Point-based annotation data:
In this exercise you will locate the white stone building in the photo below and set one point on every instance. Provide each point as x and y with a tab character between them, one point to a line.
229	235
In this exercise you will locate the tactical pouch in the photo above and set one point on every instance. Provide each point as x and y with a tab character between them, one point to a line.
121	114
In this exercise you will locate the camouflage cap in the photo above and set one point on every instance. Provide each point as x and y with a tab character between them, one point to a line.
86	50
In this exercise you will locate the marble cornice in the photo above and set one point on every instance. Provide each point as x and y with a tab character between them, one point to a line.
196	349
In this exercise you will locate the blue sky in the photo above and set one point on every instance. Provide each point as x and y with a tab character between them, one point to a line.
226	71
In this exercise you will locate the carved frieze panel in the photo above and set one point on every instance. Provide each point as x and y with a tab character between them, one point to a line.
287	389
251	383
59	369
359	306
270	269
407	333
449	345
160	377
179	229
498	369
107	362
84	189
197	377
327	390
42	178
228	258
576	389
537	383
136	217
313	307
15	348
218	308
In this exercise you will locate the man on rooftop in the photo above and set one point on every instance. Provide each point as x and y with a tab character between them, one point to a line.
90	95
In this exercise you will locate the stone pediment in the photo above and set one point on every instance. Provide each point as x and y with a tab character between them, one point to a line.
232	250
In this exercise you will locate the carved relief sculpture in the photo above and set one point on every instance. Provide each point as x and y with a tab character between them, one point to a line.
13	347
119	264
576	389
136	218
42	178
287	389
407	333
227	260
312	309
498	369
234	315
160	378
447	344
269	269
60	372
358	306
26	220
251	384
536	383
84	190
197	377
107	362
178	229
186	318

WORK TO COMPLETE:
Write out the full set of records exactly as given.

PROBLEM SOLUTION:
In this exercise you will locate the white stone building in the photo below and set one point on every instance. Provide each point as x and y with a tab character between them, one point to a line.
229	235
In this exercise you will locate the tactical pouch in the photo above and set one point on every instance. Provide each point as x and y with a tab character between them, one point to a line.
121	114
In this exercise you will locate the camouflage cap in the photo above and set one point on every instance. Provide each point as x and y with a tab character between them, one point to a line.
86	50
In this exercise you will locate the marble cornice in the photo above and set one point on every instance. Provide each point as x and y with a tab character between them, one point to a line.
196	349
In this exercise you will locate the blue sky in the photo above and set one point on every instance. Provide each point as x and y with a tab character between them, one point to a line.
226	71
In this exercise you will locate the carved frieze panel in the photo above and set one point on every instance. Provide each point as x and y with a tab character between them, one point to a line.
287	389
251	383
59	369
359	306
270	269
407	333
449	345
160	377
179	229
498	369
107	362
84	189
197	377
327	390
42	178
228	258
576	389
537	383
136	217
313	307
15	348
218	308
In this exercise you will locate the man on rooftop in the photo above and set one point on every instance. Provide each point as x and y with a tab character between them, one point to a line.
90	95
In this exercise you will locate the stone pediment in the photo above and set one point on every instance. Provide each point as x and y with a tab character between them, one point to a line.
232	250
In this exercise you will locate the carved relief sculpture in the photo above and set one point on every instance. Provide each point as x and y with a tab character between them, one point to a line.
13	347
119	264
576	389
136	218
42	178
287	389
407	333
227	260
312	309
498	369
234	315
160	378
447	344
269	269
60	372
358	306
26	220
251	384
536	383
84	190
197	377
107	362
178	229
186	318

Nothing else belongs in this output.